### [Goal of the exercise]
Write out all the records below again, swapping "Kindly" for "Please" wherever it occurs and keeping everything else identical.

### [Given entries]

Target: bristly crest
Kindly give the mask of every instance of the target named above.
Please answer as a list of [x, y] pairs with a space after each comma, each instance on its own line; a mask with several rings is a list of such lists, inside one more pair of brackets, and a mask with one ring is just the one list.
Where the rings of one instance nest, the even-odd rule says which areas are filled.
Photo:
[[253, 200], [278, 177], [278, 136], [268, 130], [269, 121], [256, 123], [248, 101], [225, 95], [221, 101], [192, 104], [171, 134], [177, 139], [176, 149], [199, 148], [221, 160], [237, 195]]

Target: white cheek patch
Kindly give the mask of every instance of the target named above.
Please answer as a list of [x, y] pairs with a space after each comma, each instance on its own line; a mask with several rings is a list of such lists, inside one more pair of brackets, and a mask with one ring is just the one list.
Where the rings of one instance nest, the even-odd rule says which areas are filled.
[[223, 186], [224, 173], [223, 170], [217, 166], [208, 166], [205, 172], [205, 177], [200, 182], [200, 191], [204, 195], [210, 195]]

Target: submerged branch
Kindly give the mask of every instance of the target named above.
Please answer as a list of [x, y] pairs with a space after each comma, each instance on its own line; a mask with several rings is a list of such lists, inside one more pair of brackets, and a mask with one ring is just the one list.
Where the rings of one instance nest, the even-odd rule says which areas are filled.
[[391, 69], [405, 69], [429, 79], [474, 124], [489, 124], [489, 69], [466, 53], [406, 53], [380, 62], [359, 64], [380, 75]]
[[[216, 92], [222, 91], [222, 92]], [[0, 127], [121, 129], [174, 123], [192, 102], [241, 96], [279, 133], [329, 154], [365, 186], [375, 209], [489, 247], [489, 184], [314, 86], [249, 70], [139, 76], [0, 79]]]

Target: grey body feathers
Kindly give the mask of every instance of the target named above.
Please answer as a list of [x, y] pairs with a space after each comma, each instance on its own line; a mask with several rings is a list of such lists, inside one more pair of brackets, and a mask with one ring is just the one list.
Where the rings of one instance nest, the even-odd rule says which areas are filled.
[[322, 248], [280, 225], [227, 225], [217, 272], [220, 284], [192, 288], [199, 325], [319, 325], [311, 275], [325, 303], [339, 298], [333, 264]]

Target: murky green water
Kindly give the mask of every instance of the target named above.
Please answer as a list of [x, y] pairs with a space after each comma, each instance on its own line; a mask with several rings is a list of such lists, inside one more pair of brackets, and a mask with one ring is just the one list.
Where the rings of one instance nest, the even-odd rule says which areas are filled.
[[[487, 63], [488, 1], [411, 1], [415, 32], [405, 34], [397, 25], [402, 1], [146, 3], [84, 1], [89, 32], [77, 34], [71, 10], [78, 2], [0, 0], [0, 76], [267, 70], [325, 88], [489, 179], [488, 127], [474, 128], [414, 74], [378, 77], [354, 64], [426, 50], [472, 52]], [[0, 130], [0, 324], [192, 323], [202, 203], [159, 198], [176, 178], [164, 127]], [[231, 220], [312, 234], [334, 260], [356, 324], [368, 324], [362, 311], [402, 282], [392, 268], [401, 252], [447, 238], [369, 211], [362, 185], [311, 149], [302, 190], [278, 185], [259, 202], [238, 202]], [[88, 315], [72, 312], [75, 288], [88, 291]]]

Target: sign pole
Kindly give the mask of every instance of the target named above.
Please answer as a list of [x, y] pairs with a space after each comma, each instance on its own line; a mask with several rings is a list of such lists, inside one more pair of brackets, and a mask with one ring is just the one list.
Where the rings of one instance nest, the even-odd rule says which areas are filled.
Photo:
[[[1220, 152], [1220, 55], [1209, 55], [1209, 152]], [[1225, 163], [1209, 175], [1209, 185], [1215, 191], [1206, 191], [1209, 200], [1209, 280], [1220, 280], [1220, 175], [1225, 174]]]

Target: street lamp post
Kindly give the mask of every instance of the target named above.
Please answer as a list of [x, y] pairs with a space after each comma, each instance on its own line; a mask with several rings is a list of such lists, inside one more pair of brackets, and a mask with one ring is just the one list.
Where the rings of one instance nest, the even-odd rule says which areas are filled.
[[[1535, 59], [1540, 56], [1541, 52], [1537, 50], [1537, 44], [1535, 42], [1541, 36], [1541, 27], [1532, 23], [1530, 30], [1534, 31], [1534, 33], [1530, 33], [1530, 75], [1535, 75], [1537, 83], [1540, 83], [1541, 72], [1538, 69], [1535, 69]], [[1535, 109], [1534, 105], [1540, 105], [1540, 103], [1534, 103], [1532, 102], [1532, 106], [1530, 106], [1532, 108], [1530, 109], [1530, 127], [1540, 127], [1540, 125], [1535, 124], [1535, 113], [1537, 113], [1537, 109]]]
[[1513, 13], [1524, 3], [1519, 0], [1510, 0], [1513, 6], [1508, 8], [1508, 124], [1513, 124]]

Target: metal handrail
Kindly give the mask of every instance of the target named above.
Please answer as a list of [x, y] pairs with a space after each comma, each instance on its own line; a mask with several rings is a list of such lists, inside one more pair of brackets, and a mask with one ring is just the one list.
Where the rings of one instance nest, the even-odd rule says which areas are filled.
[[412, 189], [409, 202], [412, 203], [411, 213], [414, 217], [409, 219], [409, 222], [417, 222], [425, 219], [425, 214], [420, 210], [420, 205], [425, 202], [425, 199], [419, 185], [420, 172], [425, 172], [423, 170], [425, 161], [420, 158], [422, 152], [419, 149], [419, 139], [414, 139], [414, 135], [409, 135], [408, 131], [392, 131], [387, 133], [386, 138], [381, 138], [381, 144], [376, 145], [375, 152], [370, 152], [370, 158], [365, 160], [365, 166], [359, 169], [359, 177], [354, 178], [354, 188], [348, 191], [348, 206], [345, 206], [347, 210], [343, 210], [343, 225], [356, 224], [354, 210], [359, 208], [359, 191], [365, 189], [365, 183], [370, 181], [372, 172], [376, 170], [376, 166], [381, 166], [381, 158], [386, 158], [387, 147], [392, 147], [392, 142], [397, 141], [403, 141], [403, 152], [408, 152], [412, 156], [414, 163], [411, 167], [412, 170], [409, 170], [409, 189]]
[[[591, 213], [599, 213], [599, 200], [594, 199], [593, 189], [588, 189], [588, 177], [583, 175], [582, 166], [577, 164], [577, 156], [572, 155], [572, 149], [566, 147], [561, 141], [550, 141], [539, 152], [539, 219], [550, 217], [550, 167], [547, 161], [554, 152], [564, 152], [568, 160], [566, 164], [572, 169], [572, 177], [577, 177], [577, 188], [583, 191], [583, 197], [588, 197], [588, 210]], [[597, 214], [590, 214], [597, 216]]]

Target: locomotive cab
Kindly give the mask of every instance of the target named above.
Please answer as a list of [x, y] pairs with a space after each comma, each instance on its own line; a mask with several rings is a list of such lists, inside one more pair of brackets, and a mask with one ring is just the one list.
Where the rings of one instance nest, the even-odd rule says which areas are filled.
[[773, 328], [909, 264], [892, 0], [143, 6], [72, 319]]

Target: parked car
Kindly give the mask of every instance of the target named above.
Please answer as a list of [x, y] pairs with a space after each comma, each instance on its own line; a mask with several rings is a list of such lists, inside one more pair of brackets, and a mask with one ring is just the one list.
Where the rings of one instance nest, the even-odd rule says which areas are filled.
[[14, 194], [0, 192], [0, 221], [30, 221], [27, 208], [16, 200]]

### [Completed task]
Target: bristly crest
Please give the mask of every instance of the target named above.
Please answer as a list of [x, y] pairs with a space after each comma, each instance on its own line; a mask with several rings is a list of such lists, inside one more pair of brackets, and a mask with one ring is just the one list.
Where the rings of one instance nest, the even-odd rule says which areas are filled.
Photo:
[[253, 200], [278, 177], [278, 136], [268, 130], [269, 121], [256, 123], [248, 101], [225, 95], [221, 101], [192, 104], [171, 134], [177, 139], [176, 149], [199, 148], [221, 160], [237, 195]]

Target: white cheek patch
Please give the mask of every instance of the target named above.
Please answer as a list of [x, y] pairs with a space after each comma, each instance on its own line; a mask with several rings is a list of such lists, inside one more pair of brackets, and a mask with one ring is just the one list.
Where the rings of one instance nest, the even-odd rule says which areas are filled.
[[223, 186], [224, 173], [223, 170], [217, 166], [208, 166], [205, 172], [205, 177], [200, 182], [200, 191], [204, 195], [210, 195]]

Target: submerged branch
Please give the mask of every instance of the target named above.
Please answer as a list of [x, y] pairs with a space after each comma, each instance on its own line; a mask with several rings is a list of such lists, inside one more pair of brackets, and a mask with one ring is just the one list.
Where the rings of one instance nest, the even-odd rule says which areas are filled.
[[391, 69], [405, 69], [429, 79], [474, 124], [489, 124], [489, 69], [466, 53], [406, 53], [380, 62], [359, 64], [380, 75]]
[[[216, 92], [222, 91], [222, 92]], [[0, 127], [121, 129], [174, 123], [192, 102], [241, 96], [279, 133], [329, 154], [365, 186], [375, 209], [489, 247], [489, 184], [314, 86], [249, 70], [139, 76], [0, 79]]]

Target: grey body feathers
Please give the mask of every instance of the target named above.
Please answer as a list of [x, y] pairs with a space after each comma, each instance on its own line; a mask with several rings is a list of such lists, inside one more pair of brackets, and a mask with one ring is just the one list.
Where the rings of one instance nest, the even-odd rule says which areas are filled.
[[322, 248], [280, 225], [227, 225], [217, 272], [220, 284], [192, 288], [199, 325], [319, 325], [311, 275], [325, 303], [339, 298], [333, 264]]

Target: murky green water
Please give the mask of every instance of the target named above.
Please answer as a list of [x, y] pairs with a space after each comma, each instance on its own line; a mask with several rings is a list of such lists, inside one more pair of brackets, and a mask with one ring is just the one list.
Where the rings of one instance nest, the even-odd rule says which areas are filled.
[[[487, 63], [488, 1], [411, 1], [415, 32], [405, 34], [397, 25], [402, 1], [146, 3], [84, 1], [89, 32], [77, 34], [71, 10], [78, 2], [0, 0], [0, 76], [267, 70], [325, 88], [489, 179], [488, 127], [474, 128], [414, 74], [378, 77], [354, 64], [426, 50], [472, 52]], [[0, 130], [0, 324], [192, 323], [202, 203], [159, 198], [176, 178], [164, 127]], [[231, 220], [312, 234], [334, 260], [356, 324], [368, 324], [362, 311], [402, 282], [392, 268], [401, 252], [447, 238], [369, 211], [362, 185], [311, 149], [302, 190], [278, 185], [259, 202], [238, 202]], [[88, 315], [72, 312], [75, 288], [88, 291]]]

Target: sign pole
Please give the mask of every instance of the target named above.
Please answer as a list of [x, y] pairs with a space after each comma, each instance on its own line; a mask with several rings is a list of such lists, inside one more pair of brackets, and a mask with one ring is just the one list.
Where the rings of one instance nest, the even-odd rule says which areas are filled.
Photo:
[[[1220, 152], [1220, 55], [1209, 55], [1209, 152]], [[1225, 163], [1209, 175], [1209, 185], [1215, 191], [1206, 191], [1209, 200], [1209, 280], [1220, 280], [1220, 175], [1225, 174]]]

Target: street lamp post
Please give the mask of every instance of the target named above.
Please answer as a list of [x, y] pairs with a space after each comma, each instance on its own line; a mask with several rings is a list of such lists, inside one more pair of brackets, and a mask with one ring is just the one list.
Where the rings of one instance nest, the even-odd rule says which areas are filled.
[[[1535, 59], [1540, 56], [1541, 52], [1537, 50], [1537, 44], [1535, 42], [1541, 36], [1541, 27], [1532, 23], [1530, 30], [1534, 31], [1534, 33], [1530, 33], [1530, 75], [1535, 75], [1537, 83], [1540, 83], [1541, 72], [1538, 69], [1535, 69]], [[1535, 109], [1534, 105], [1540, 105], [1540, 103], [1534, 103], [1532, 102], [1532, 106], [1530, 106], [1532, 108], [1530, 109], [1530, 127], [1540, 127], [1540, 125], [1535, 124], [1535, 113], [1537, 113], [1537, 109]]]
[[1513, 13], [1524, 3], [1519, 0], [1510, 0], [1513, 6], [1508, 8], [1508, 124], [1513, 124]]

Target: metal handrail
Please give the mask of every instance of the target named above.
Please answer as a list of [x, y] pairs with a space after each comma, each instance on its own line; a mask with several rings is a list of such lists, inside one more pair of brackets, and a mask with one ring is just the one list.
Where the rings of one instance nest, the even-odd rule says which areas are filled.
[[412, 189], [409, 202], [412, 203], [411, 213], [414, 217], [409, 219], [409, 222], [417, 222], [425, 219], [425, 214], [420, 210], [420, 205], [425, 202], [425, 199], [419, 185], [420, 172], [425, 172], [423, 170], [425, 161], [420, 158], [422, 152], [419, 149], [419, 139], [414, 139], [414, 135], [409, 135], [408, 131], [392, 131], [387, 133], [386, 138], [381, 138], [381, 144], [376, 145], [375, 152], [370, 152], [370, 158], [365, 160], [365, 166], [359, 169], [359, 177], [354, 178], [354, 188], [348, 191], [348, 206], [345, 206], [347, 210], [343, 210], [343, 225], [356, 224], [354, 210], [359, 208], [359, 191], [365, 189], [365, 183], [370, 181], [372, 172], [376, 170], [376, 166], [381, 166], [381, 158], [386, 158], [387, 147], [392, 147], [392, 142], [397, 141], [403, 141], [403, 152], [408, 152], [412, 156], [414, 163], [411, 167], [412, 170], [409, 170], [409, 189]]
[[[591, 213], [599, 213], [599, 200], [594, 199], [593, 189], [588, 189], [588, 177], [583, 175], [582, 166], [577, 164], [577, 156], [572, 155], [572, 149], [566, 147], [561, 141], [550, 141], [539, 152], [539, 219], [550, 217], [550, 167], [547, 161], [554, 152], [564, 152], [568, 160], [566, 164], [572, 169], [572, 177], [577, 177], [577, 188], [583, 191], [583, 197], [588, 197], [588, 210]], [[597, 214], [590, 214], [597, 216]]]

Target: locomotive cab
Please give the mask of every instance of the target named above.
Please answer as a list of [x, y] pairs with a space after each comma, each instance on its own line; a mask with several rings is a list of such lists, inside one more pair of brackets, and a mask with one ring is just the one list.
Where the rings of one instance nest, the even-odd rule says which areas are filled.
[[773, 328], [909, 264], [892, 0], [143, 6], [72, 319]]

Target: parked car
Please give the mask of every instance of the target named above.
Please answer as a list of [x, y] pairs with a space after each comma, each instance on its own line; a mask with several rings is a list of such lists, inside one more pair of brackets, and a mask with one ring is just the one list.
Where the rings of one instance nest, the even-odd rule says which areas are filled.
[[14, 194], [0, 192], [0, 221], [30, 221], [27, 208], [16, 200]]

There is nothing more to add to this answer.